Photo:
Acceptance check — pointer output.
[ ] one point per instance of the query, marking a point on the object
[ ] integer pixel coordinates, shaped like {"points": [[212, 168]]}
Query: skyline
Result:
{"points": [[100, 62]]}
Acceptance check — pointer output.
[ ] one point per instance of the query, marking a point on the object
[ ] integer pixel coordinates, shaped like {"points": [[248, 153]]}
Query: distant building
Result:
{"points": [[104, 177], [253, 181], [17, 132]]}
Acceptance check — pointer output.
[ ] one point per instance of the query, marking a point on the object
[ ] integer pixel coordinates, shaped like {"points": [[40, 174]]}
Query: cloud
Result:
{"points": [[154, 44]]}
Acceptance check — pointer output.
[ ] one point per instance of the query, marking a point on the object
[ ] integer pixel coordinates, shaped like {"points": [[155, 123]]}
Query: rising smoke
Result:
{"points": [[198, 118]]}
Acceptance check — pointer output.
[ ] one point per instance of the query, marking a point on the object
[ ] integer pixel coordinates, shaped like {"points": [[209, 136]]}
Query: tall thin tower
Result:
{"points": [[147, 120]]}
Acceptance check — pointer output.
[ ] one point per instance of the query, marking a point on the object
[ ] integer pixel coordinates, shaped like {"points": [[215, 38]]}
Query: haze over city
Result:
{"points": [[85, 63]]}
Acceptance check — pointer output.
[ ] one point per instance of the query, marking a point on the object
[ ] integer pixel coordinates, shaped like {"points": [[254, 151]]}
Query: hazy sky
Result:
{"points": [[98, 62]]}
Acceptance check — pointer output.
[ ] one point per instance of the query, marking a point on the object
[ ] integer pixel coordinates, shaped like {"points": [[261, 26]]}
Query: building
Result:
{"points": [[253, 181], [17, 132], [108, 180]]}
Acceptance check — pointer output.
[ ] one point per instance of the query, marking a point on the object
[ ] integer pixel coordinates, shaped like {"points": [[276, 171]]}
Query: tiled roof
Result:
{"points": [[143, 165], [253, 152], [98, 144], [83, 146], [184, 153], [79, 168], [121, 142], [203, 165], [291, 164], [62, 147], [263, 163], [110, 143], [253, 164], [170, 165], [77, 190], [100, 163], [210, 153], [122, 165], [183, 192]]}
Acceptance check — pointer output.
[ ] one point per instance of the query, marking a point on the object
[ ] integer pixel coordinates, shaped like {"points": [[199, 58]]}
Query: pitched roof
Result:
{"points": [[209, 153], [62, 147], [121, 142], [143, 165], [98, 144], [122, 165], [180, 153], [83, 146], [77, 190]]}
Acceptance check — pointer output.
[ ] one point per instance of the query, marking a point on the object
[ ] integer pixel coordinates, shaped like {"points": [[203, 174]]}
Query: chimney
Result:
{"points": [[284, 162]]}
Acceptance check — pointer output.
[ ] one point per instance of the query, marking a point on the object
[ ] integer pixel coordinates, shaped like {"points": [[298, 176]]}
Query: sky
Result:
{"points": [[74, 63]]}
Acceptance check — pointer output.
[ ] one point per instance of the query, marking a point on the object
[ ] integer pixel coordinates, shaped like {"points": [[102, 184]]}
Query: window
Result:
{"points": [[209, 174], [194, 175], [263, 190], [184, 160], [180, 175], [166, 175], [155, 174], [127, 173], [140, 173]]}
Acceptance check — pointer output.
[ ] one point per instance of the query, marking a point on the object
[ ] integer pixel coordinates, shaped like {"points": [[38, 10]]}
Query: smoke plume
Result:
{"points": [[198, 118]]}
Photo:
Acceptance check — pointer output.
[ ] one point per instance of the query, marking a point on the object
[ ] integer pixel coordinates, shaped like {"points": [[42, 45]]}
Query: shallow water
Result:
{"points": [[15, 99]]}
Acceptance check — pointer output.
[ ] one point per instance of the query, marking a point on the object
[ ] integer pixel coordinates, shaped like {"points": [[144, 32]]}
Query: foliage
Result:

——

## What you will do
Your response must contain the complete listing, copied without deviation.

## Task answer
Photo:
Acceptance check — pointer output.
[ ] one point per instance of the query, marking a point on the object
[ ] integer pixel coordinates, shaped like {"points": [[212, 168]]}
Query: skyline
Result:
{"points": [[100, 62]]}
Acceptance check — pointer output.
[ ] one point per instance of the query, marking a point on the object
[ ] integer pixel coordinates, shaped like {"points": [[248, 153]]}
Query: distant building
Result:
{"points": [[104, 177], [253, 181], [17, 132]]}
Acceptance check — pointer output.
[ ] one point per instance of the query, marking a point on the object
[ ] integer pixel coordinates, shaped like {"points": [[40, 174]]}
Query: cloud
Result:
{"points": [[154, 44]]}
Acceptance check — pointer output.
[ ] one point per instance of the query, marking a point on the object
[ ] integer pixel coordinates, shaped like {"points": [[155, 123]]}
Query: rising smoke
Result:
{"points": [[198, 118]]}
Acceptance check — pointer output.
[ ] one point per instance of the query, marking a point on the object
[ ] integer pixel coordinates, shaped like {"points": [[209, 136]]}
Query: tall thin tower
Result:
{"points": [[147, 120]]}
Acceptance check — pointer output.
[ ] one point per instance of the query, marking a point on the object
[ ] integer pixel coordinates, shaped like {"points": [[215, 38]]}
Query: haze over city
Result:
{"points": [[85, 63]]}
Acceptance check — pointer output.
[ ] one point per instance of the query, marking a point on the object
[ ] integer pixel coordinates, shaped like {"points": [[254, 151]]}
Query: hazy sky
Result:
{"points": [[98, 62]]}
Acceptance check — pointer output.
[ ] one point per instance of the query, marking a point on the object
[ ] integer pixel coordinates, shaped like {"points": [[261, 26]]}
Query: building
Result:
{"points": [[253, 181], [17, 132], [108, 180]]}
Acceptance check — pointer output.
[ ] one point per instance of the query, marking a point on the object
[ ] integer pixel coordinates, shaped like {"points": [[276, 171]]}
Query: tiled roof
Result:
{"points": [[143, 165], [253, 152], [98, 144], [83, 146], [184, 153], [79, 168], [121, 142], [203, 165], [291, 164], [62, 147], [263, 163], [110, 143], [253, 164], [170, 165], [77, 190], [100, 163], [210, 153], [122, 165], [183, 192]]}
Acceptance check — pointer output.
[ ] one point per instance of the query, marking a point on the object
[ ] integer pixel coordinates, shaped like {"points": [[199, 58]]}
Query: pitched roof
Result:
{"points": [[209, 153], [62, 147], [121, 142], [143, 165], [98, 144], [122, 165], [180, 153], [83, 146], [77, 190]]}
Acceptance check — pointer output.
[ ] one point per instance of the query, marking a point on the object
[ ] integer pixel coordinates, shaped like {"points": [[203, 174]]}
Query: chimney
Result:
{"points": [[284, 162]]}
Acceptance check — pointer output.
[ ] one point per instance of the query, marking a point on the object
[ ] integer pixel coordinates, shaped like {"points": [[298, 176]]}
Query: sky
Result:
{"points": [[74, 63]]}
Acceptance check — pointer output.
[ ] one point per instance of the query, marking a point on the object
[ ] integer pixel coordinates, shaped like {"points": [[102, 184]]}
Query: window
Result:
{"points": [[209, 174], [194, 175], [263, 190], [184, 160], [180, 175], [166, 175], [155, 174], [127, 173], [140, 173]]}
Acceptance check — pointer output.
[ ] one point per instance of the query, marking a point on the object
[ ] integer pixel coordinates, shaped like {"points": [[38, 10]]}
Query: smoke plume
Result:
{"points": [[198, 118]]}
Photo:
Acceptance check — pointer output.
[ ] one point per instance of the query, marking a point on the object
[ ] integer pixel coordinates, shaped like {"points": [[42, 45]]}
Query: shallow water
Result:
{"points": [[15, 99]]}
Acceptance check — pointer output.
[ ] one point per instance of the query, marking a point on the object
[ ] integer pixel coordinates, shaped like {"points": [[144, 32]]}
Query: foliage
Result:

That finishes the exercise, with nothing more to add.